# The problem
Repeat exactly the lines of the listing from the line containing "Note: look at the photo below" through its last line, and nothing beyond them.

# Material provided
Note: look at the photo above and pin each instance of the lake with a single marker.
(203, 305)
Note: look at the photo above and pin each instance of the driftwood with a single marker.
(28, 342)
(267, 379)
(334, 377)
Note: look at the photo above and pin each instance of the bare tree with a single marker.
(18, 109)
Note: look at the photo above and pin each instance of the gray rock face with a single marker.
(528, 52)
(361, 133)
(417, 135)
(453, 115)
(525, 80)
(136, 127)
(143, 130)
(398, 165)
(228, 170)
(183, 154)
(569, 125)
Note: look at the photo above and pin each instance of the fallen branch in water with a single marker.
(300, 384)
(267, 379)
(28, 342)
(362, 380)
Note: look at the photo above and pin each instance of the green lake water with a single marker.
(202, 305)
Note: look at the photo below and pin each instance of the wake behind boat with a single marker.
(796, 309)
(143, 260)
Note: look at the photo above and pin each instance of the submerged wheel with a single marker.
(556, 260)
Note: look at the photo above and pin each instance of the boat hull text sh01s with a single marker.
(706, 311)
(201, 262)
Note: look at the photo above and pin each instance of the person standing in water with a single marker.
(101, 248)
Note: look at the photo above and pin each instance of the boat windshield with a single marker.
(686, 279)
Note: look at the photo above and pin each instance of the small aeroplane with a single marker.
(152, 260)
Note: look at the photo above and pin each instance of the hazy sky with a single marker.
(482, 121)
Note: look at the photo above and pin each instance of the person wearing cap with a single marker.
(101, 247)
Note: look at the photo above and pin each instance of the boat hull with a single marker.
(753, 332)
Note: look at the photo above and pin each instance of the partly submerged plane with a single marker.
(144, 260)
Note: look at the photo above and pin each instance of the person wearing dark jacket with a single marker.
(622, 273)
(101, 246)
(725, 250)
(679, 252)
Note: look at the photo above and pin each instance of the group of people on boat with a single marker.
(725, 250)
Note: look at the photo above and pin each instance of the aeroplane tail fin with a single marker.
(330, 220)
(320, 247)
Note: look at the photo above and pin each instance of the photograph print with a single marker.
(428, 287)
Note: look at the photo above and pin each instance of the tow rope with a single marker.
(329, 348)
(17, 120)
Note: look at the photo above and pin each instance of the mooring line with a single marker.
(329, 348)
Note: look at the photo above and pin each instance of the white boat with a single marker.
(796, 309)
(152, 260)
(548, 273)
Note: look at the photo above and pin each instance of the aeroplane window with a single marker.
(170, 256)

# Solution for this exercise
Note: look at the photo below and pin each instance of the wake behind boat with a single marker.
(796, 309)
(143, 260)
Note: look at the photo above and pin each instance of the submerged wheel with a single marker.
(556, 260)
Note: look at the photo above and pin each instance of the boat hull text sh01s with a single marker.
(706, 311)
(201, 262)
Note: look at the photo above and pin each instance of the person standing in water with a single marker.
(101, 248)
Note: look at the photo above and pin each instance of the boat windshield with a single marker.
(686, 279)
Note: look at the photo above and pin each instance of the small aeroplane with a single marker.
(152, 260)
Note: look at the photo above and pin each instance of the hazy sky with a single marker.
(482, 121)
Note: look at the photo above and pin each instance of the person wearing cap with a single marker.
(101, 247)
Note: look at the photo above and pin each instance of the boat hull with a single marker.
(753, 332)
Note: look at the photo above and pin each instance of the partly submerged plane with a single marker.
(144, 260)
Note: look at the photo above and pin each instance of the person wearing dark jacket with a single marker.
(622, 273)
(101, 246)
(725, 250)
(679, 252)
Note: look at the photo above and pin each instance of the group of people on boat with a single marker.
(725, 250)
Note: look at the photo above and pin each instance of the aeroplane tail fin with a single marker.
(330, 220)
(320, 247)
Note: look at the photo above and pin each instance of the photograph print with a single marker.
(428, 287)
Note: look at the photo above and pin each instance of the tow rope with a single marker.
(329, 348)
(17, 120)
Note: look at the photo above and pin each instance of the mooring line with a single marker.
(329, 348)
Note: look at the photo above and pin each instance of the white boat with a single marker.
(796, 309)
(152, 260)
(548, 273)
Note: look at the photo above and pin each instance of the aeroplane window with a single marker.
(170, 256)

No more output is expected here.